Would you please transcribe the listing exactly, with no images?

== Available data

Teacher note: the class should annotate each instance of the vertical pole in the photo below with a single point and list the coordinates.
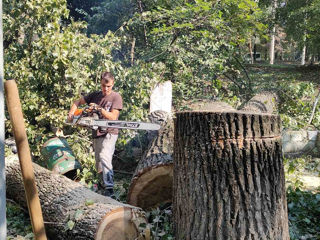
(3, 225)
(20, 136)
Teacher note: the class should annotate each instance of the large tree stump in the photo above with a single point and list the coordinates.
(263, 102)
(62, 200)
(151, 183)
(228, 176)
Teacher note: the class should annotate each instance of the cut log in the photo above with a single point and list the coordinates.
(151, 184)
(65, 203)
(228, 177)
(263, 102)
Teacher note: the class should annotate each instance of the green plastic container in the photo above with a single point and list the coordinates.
(59, 157)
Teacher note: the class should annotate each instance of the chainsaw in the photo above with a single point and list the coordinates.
(89, 117)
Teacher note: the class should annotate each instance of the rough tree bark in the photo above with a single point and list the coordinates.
(151, 184)
(228, 176)
(95, 216)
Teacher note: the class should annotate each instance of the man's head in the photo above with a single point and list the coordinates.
(107, 82)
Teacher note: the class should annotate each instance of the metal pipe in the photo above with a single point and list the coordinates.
(3, 221)
(17, 121)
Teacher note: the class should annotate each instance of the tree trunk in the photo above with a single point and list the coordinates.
(228, 177)
(62, 200)
(303, 55)
(151, 184)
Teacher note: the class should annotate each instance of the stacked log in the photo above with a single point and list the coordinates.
(228, 176)
(72, 211)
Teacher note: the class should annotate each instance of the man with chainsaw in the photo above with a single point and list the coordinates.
(108, 104)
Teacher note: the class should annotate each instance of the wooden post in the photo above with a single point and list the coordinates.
(228, 180)
(17, 120)
(3, 228)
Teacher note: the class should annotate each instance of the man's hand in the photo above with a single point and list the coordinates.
(70, 117)
(93, 106)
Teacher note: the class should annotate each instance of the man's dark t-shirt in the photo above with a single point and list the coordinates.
(108, 102)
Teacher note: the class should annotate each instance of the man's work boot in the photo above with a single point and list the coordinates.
(109, 192)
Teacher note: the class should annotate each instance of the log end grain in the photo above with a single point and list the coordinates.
(152, 187)
(121, 224)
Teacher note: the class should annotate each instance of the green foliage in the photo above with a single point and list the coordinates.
(18, 222)
(300, 19)
(195, 42)
(304, 214)
(160, 223)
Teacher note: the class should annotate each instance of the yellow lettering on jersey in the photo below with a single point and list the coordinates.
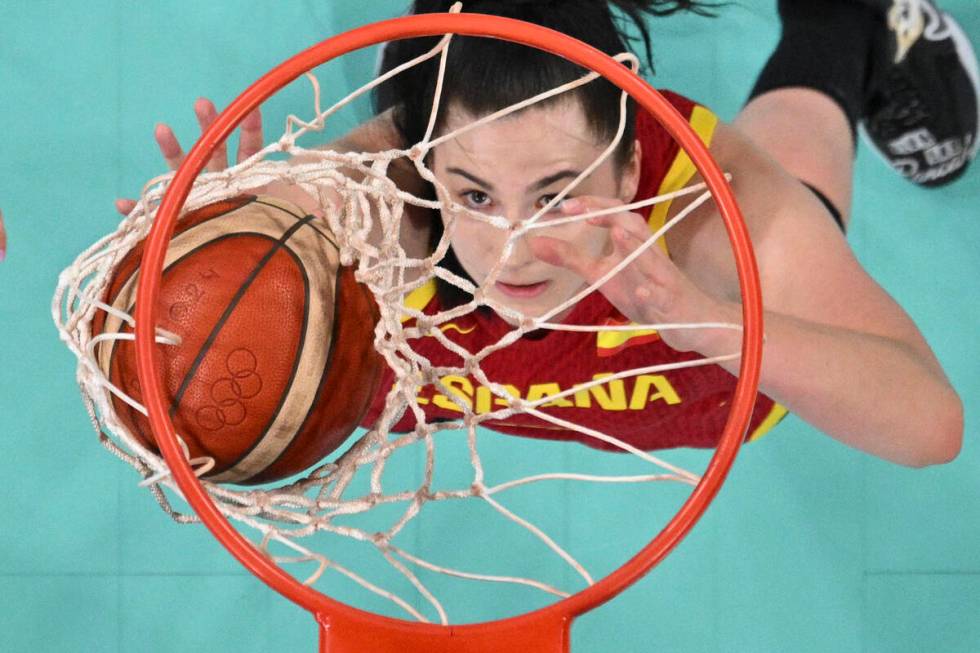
(512, 390)
(458, 386)
(541, 390)
(616, 339)
(484, 399)
(614, 399)
(663, 391)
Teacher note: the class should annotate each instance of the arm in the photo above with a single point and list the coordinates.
(840, 352)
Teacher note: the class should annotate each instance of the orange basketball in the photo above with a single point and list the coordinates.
(276, 365)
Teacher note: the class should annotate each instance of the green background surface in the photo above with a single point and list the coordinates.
(810, 546)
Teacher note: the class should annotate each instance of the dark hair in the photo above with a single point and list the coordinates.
(473, 79)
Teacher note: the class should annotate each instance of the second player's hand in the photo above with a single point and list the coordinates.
(250, 141)
(650, 290)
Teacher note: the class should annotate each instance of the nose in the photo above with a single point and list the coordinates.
(520, 255)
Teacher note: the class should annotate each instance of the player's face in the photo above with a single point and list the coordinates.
(512, 167)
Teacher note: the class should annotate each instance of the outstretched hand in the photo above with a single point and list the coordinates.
(250, 141)
(650, 290)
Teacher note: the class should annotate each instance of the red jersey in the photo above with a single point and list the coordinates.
(684, 407)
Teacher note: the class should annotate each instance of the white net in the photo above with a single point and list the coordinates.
(285, 518)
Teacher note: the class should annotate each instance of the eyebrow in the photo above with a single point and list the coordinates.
(542, 183)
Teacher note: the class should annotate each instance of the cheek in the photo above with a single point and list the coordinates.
(590, 240)
(477, 245)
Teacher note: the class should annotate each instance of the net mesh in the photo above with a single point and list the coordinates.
(359, 201)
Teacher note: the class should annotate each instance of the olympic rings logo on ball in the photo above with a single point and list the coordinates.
(230, 392)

====

> Answer
Teacher note: the class should annotate each instance of the vertical pole in the photo below with a single point and list the coordinates.
(3, 225)
(20, 136)
Teacher note: the class should annotate each instance of the large tree stump in the photo above with a single point and list the coordinates.
(263, 102)
(62, 200)
(151, 183)
(228, 176)
Teacher note: the class should annotate each instance of the cut log in the photo above with a single point and list the coordinates.
(151, 184)
(65, 203)
(228, 177)
(263, 102)
Teacher note: the class should annotate each instance of the green plastic container in the photo above with a single point and list the coordinates.
(59, 157)
Teacher note: the class should annotate each instance of the chainsaw in the photo above with a single point and list the coordinates.
(89, 117)
Teacher note: the class should annotate each instance of the rough tree bark in the photo above with a single point and list the coordinates.
(151, 184)
(228, 176)
(95, 216)
Teacher note: the class should annotate each instance of the man's head in the photo above with a single point and list the coordinates.
(107, 82)
Teacher note: the class should annotate each instance of the metal pipe in the photo above with a single point and list the coordinates.
(3, 221)
(17, 121)
Teacher note: the class should annotate each instance of the tree trunk in the photo above with a single point and list the coordinates.
(228, 177)
(62, 200)
(303, 55)
(151, 184)
Teacher note: the class should annotate each instance of the stacked log in the photo above with a single point and list the coordinates.
(228, 176)
(72, 211)
Teacher note: the class should annotate each instance of the man with chainsaw in the photo above with a single point and list the coordinates.
(108, 104)
Teacher note: the class should annotate each instance of the wooden post in the photo above with a single point and list the coordinates.
(228, 180)
(17, 120)
(3, 228)
Teacher note: the class should annotate each instance of the man's hand in the photo above with a single point and list the coordinates.
(70, 117)
(93, 106)
Teacher note: the class should annotate each instance of the man's dark t-shirt in the photo above with a single point and list the coordinates.
(108, 102)
Teacher note: the class should annotate each instance of the man's work boot in the photo above with a single point and list the coordinates.
(109, 192)
Teacher note: the class should annotate each instance of the log end grain in the photo above with a single point and list the coordinates.
(152, 187)
(121, 224)
Teacher note: the class should annotate each instance of the green foliage in the photo above with a single point and list the coordinates.
(18, 222)
(300, 19)
(195, 42)
(304, 214)
(160, 223)
Teacher note: the class should annotate each instance of the yellow lettering on jersey in the photo below with a single point and list the coordinates.
(512, 390)
(458, 386)
(541, 390)
(616, 339)
(484, 399)
(614, 399)
(663, 391)
Teacher note: the class should annotate each instance of the arm in the photo above with a single point and list the coordinates.
(840, 352)
Teacher note: the class should annotate each instance of the orange basketball in the photo above with a single point and list the coordinates.
(276, 365)
Teacher note: the class should annotate each instance of the green background surface in the photo above with a single point and list the coordinates.
(810, 546)
Teacher note: the class should annotate each instance of the dark hair in the photo above with a single point and list the coordinates.
(473, 79)
Teacher note: the class should annotate each instance of the second player's hand in the photo above with a single point and list the coordinates.
(250, 141)
(650, 290)
Teacher note: the class should annotate each instance of the nose in the photo above with a single point and list the coordinates.
(520, 255)
Teacher note: the class should annotate each instance of the player's face in the photo above with a single point and list the coordinates.
(512, 167)
Teacher note: the class should annotate each instance of the outstretched hand in the photo above with a single point and list the coordinates.
(250, 141)
(650, 290)
Teacher note: the class should annotate each instance of the red jersey in the photo above with a single point and list the coordinates.
(684, 407)
Teacher note: the class should annotate each instance of the white net in the photo above with a single point and list the coordinates.
(285, 518)
Teacher note: the class should annotate each instance of the eyebrow in the photo above with a single point and list the coordinates.
(542, 183)
Teacher note: the class should annotate each instance of the cheek in the photo above with a single point and list the coordinates.
(590, 240)
(477, 245)
Teacher note: the class should annotate each instance of the net mesh in the photo above with a single point and list the coordinates.
(359, 201)
Teacher note: the class should annotate each instance of the olympic rings logo on ball in the photo above with a single point and list the coordinates.
(230, 392)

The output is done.